Copy the lines from the one containing "Draw the outline of every instance of the man's" through the end of the rows, inclusive, reproducing them with no changes.

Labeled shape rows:
..........
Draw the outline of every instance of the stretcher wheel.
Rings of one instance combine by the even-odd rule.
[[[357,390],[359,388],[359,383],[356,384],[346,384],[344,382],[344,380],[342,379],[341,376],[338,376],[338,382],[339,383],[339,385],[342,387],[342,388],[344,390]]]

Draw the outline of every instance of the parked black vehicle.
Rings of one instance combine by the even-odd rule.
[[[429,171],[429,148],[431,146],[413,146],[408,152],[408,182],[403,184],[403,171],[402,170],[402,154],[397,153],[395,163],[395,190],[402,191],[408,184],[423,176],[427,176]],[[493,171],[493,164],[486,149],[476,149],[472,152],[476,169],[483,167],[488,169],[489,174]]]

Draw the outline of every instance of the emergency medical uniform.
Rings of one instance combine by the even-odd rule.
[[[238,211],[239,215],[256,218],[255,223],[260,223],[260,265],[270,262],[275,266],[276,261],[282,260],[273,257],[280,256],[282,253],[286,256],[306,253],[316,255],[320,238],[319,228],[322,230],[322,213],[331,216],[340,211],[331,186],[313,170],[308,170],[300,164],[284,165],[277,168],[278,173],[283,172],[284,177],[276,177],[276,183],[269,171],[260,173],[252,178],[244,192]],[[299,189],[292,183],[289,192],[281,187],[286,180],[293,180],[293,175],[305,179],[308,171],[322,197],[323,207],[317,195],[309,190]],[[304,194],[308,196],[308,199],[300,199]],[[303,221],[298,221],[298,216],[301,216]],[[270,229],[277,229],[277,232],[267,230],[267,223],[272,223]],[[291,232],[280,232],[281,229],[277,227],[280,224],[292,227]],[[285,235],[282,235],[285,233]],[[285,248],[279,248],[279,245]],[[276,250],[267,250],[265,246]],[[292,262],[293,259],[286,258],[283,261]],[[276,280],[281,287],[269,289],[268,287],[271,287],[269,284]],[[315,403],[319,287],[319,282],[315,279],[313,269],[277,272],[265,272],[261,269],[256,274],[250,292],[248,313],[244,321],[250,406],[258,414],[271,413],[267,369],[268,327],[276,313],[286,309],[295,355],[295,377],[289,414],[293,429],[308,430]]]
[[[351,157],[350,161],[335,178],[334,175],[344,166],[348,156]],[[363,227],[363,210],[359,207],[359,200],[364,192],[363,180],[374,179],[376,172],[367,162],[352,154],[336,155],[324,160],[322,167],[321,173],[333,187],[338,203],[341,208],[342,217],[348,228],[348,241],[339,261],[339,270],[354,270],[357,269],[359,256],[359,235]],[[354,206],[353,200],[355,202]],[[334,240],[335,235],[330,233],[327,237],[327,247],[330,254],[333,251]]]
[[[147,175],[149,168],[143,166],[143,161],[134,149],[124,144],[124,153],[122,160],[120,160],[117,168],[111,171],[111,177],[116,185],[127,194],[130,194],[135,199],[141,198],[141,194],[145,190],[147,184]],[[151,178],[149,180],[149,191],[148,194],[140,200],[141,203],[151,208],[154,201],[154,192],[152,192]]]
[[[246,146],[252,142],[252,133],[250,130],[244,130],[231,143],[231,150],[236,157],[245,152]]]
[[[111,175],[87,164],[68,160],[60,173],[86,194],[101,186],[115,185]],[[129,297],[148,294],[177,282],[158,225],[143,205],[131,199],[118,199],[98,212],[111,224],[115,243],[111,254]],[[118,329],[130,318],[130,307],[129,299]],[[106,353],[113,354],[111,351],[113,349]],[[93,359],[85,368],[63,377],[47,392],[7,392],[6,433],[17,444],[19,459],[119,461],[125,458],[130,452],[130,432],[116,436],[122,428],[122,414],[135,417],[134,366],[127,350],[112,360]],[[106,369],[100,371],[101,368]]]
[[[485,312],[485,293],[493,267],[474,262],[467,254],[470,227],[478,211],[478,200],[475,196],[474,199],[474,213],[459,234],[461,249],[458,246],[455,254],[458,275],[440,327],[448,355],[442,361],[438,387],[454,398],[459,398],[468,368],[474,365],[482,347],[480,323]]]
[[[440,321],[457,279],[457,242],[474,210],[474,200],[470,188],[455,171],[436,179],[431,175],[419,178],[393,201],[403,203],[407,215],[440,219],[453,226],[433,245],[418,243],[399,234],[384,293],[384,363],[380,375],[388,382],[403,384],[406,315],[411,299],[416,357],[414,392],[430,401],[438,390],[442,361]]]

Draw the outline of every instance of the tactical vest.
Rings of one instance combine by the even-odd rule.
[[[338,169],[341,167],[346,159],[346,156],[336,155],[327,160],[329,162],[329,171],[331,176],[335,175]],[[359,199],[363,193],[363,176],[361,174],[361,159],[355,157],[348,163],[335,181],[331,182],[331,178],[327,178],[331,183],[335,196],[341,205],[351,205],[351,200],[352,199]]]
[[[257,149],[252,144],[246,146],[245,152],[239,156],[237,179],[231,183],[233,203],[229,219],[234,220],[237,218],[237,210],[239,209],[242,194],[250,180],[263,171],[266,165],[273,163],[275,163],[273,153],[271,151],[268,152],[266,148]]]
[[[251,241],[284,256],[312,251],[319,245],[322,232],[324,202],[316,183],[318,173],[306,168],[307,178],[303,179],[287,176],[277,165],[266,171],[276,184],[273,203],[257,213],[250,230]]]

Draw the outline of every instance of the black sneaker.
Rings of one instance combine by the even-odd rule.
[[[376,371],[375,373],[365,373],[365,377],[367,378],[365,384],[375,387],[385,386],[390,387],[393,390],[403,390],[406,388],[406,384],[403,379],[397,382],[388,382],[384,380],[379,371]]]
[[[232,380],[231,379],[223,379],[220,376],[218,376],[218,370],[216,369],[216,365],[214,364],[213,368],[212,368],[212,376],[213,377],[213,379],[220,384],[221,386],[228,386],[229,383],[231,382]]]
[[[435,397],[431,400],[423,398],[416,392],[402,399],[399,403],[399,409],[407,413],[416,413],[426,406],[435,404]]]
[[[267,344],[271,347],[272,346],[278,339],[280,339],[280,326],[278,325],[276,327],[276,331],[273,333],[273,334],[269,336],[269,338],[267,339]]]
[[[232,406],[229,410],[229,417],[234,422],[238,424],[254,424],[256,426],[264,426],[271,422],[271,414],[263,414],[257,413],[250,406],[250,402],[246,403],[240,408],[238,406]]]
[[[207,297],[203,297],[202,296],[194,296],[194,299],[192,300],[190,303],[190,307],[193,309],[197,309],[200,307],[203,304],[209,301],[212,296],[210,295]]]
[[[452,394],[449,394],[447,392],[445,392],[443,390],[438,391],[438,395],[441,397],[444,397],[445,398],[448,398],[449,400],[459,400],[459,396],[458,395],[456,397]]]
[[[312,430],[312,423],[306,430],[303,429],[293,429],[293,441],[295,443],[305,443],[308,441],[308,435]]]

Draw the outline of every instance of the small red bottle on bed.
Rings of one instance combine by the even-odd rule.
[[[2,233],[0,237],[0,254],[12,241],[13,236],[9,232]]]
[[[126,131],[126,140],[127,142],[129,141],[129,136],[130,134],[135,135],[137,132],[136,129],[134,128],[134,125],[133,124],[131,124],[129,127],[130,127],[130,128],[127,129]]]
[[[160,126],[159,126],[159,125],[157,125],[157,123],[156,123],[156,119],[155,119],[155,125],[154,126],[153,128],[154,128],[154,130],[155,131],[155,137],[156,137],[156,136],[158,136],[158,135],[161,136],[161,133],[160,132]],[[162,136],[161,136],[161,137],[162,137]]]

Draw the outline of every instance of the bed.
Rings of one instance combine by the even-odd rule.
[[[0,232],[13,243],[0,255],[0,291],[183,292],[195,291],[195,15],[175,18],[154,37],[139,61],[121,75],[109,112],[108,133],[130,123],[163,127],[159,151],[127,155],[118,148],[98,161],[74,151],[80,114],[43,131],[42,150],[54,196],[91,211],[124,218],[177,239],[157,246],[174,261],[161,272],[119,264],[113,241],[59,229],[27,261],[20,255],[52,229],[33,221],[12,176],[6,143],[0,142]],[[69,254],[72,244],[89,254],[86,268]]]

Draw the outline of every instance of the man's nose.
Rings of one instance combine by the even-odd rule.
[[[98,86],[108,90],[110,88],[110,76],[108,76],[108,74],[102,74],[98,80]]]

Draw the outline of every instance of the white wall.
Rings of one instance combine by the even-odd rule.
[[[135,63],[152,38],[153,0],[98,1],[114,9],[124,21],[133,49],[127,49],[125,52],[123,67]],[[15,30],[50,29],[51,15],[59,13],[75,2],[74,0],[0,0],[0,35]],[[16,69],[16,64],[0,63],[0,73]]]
..........
SOLUTION TO THE EXERCISE:
Draw the outline of every instance of the man's nose.
Rings of one instance combine by the even-odd rule.
[[[98,86],[108,90],[110,88],[110,76],[108,76],[108,74],[102,74],[98,80]]]

Draw the outline of every instance of the white wall.
Rings of one instance combine by the even-odd rule.
[[[135,63],[152,38],[153,0],[98,1],[114,9],[124,21],[133,49],[127,49],[125,52],[123,67]],[[15,30],[50,29],[51,15],[59,13],[75,2],[74,0],[0,0],[0,35]],[[16,69],[16,64],[0,63],[0,73]]]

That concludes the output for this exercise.